Independent Community Bankers of America
November 25, 2002
Jonathan G. Katz
Dear Sec. Katz:
The Independent Community Bankers of America (ICBA)1 welcomes the opportunity to comment on the rule proposed by the Securities and Exchange Commission (SEC) that would prohibit officers and directors of an issuer, and persons acting under the direction of an officer or director, from taking any action to fraudulently influence, coerce, manipulate or mislead the auditor of the issuer's financial statements for the purpose of rendering the financial statements materially misleading.
The Sarbanes-Oxley Act of 2002 states:
"It shall be unlawful, in contravention of such rules or regulations as the Commission shall prescribe as necessary or appropriate in the public interest and for the protection of investors, for any officer or director of an issuer, or any other person acting under the direction thereof, to take any action to fraudulently influence, coerce, manipulate, or mislead any independent public or certified accountant engaged in the performance of an audit of the financial statements of that issuer for the purpose of rendering such financial statements materially misleading."
ICBA supports the SEC's efforts to address the fraudulent practices that recently rocked our business world. We recognize the importance of regaining public confidence in financial reporting and auditing. We are supportive of efforts to revise regulations to clarify what practices are fraudulent in an effort to protect the public's interest as long as the burdens of such changes do not outweigh the benefits.
The SEC's proposal defines an "officer" as the company's president, vice president, secretary, treasurer or principal financial officer, comptroller or principal accounting officer and any person routinely performing corresponding functions. In general, ICBA believes that the proposed titles cover the appropriate functions that may be in a position to influence an audit. However, financial institutions (and other companies) may have a number of "vice president" positions that would have little or no ability to influence an audit. Thus, the focus should not be so much on a title as it should be on the employee's function and whether a person truly has the ability to influence an audit.
The proposed rule would cover the activities of not only officers and directors of the issuer, but also "any other person acting under the direction" officers and directors. According to the SEC's proposal, a person can be "under the direction" even if they are not under direct supervision and this may not be limited to the issuer's employees. Also included may be customers, vendors or creditors who, under the direction of an officer or director, provide false or misleading confirmations or other false or misleading information to auditors, or who enter into "side agreements." In our view, "under the direction of" is an appropriate phrase.

(Problems)
1. Answer these questions from the ICBA letter:
(a) What date does the letter carry?
(b) Which act is quoted in the letter?
(c) According to ICBA, what should the focus be on, rather than an officer's title?
2. Copy out, word for word, everything in the ICBA letter from "ICBA supports the" down to "outweigh the benefits.".

(Data shown)
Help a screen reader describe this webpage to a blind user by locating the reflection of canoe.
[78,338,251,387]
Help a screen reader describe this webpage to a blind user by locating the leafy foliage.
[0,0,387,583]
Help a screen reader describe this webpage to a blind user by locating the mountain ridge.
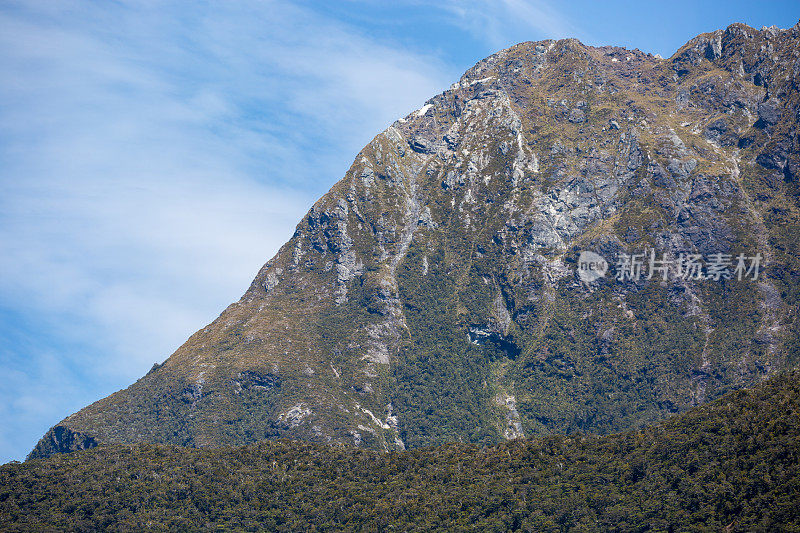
[6,370,800,532]
[29,24,800,458]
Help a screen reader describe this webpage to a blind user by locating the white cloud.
[0,1,457,460]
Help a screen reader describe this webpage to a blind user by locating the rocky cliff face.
[32,24,800,456]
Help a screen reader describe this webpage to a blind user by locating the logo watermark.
[578,250,764,283]
[578,251,608,283]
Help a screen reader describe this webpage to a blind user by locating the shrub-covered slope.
[31,24,800,457]
[0,371,800,532]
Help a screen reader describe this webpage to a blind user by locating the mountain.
[0,371,800,532]
[29,23,800,458]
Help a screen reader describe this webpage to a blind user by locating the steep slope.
[31,24,800,457]
[6,372,800,532]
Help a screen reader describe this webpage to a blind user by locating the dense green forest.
[0,371,800,531]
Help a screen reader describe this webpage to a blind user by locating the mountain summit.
[29,24,800,457]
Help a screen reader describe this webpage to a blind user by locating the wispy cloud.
[432,0,586,49]
[0,0,457,461]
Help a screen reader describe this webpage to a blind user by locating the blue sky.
[0,0,800,463]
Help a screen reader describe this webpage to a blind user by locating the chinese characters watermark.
[578,250,763,283]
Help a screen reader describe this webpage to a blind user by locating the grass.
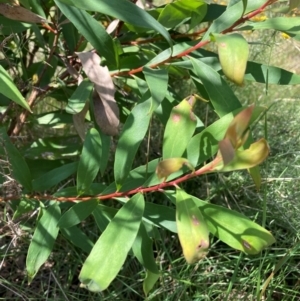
[0,96,300,301]
[0,2,300,301]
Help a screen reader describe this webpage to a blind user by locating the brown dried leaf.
[0,3,51,23]
[77,52,119,136]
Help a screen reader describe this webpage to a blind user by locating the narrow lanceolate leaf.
[176,189,209,264]
[212,33,249,85]
[0,126,32,191]
[72,101,90,141]
[156,158,195,181]
[60,226,94,254]
[55,1,117,66]
[143,67,169,113]
[77,128,101,194]
[0,65,31,112]
[187,107,266,166]
[79,194,145,292]
[190,57,242,117]
[114,91,152,189]
[56,0,172,45]
[58,200,98,228]
[163,96,197,159]
[32,162,78,192]
[77,52,119,136]
[132,223,159,295]
[158,0,207,29]
[191,196,275,254]
[0,3,51,23]
[26,203,60,282]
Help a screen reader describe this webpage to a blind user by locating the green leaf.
[190,196,275,255]
[26,202,60,282]
[55,0,118,66]
[32,162,78,192]
[66,80,94,114]
[24,136,81,160]
[57,199,98,229]
[202,1,245,41]
[143,67,169,113]
[158,0,207,29]
[132,223,159,274]
[156,158,195,181]
[163,96,197,159]
[0,65,32,112]
[114,91,152,190]
[0,16,33,36]
[239,17,300,34]
[132,223,159,295]
[60,226,94,253]
[93,204,118,232]
[212,33,249,85]
[79,194,144,292]
[144,202,177,233]
[0,127,32,191]
[187,107,266,166]
[214,139,270,172]
[190,58,241,117]
[245,62,300,85]
[13,198,39,220]
[176,189,209,264]
[34,110,73,128]
[56,0,172,46]
[77,128,101,195]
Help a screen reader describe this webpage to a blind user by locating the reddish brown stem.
[111,0,278,76]
[0,157,220,202]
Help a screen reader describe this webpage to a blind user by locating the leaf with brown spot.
[77,52,119,136]
[73,101,89,141]
[176,189,209,264]
[156,158,195,181]
[0,3,51,23]
[163,96,197,159]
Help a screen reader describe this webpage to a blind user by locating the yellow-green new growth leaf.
[224,105,254,149]
[156,158,194,181]
[163,96,197,159]
[190,196,275,255]
[206,138,270,173]
[176,189,209,264]
[221,138,270,172]
[212,33,249,85]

(Task results)
1.
(a) November 25, 2002.
(b) The Sarbanes-Oxley Act of 2002.
(c) The employee's function and whether a person truly has the ability to influence an audit.

2.
ICBA supports the SEC's efforts to address the fraudulent practices that recently rocked our business world. We recognize the importance of regaining public confidence in financial reporting and auditing. We are supportive of efforts to revise regulations to clarify what practices are fraudulent in an effort to protect the public's interest as long as the burdens of such changes do not outweigh the benefits.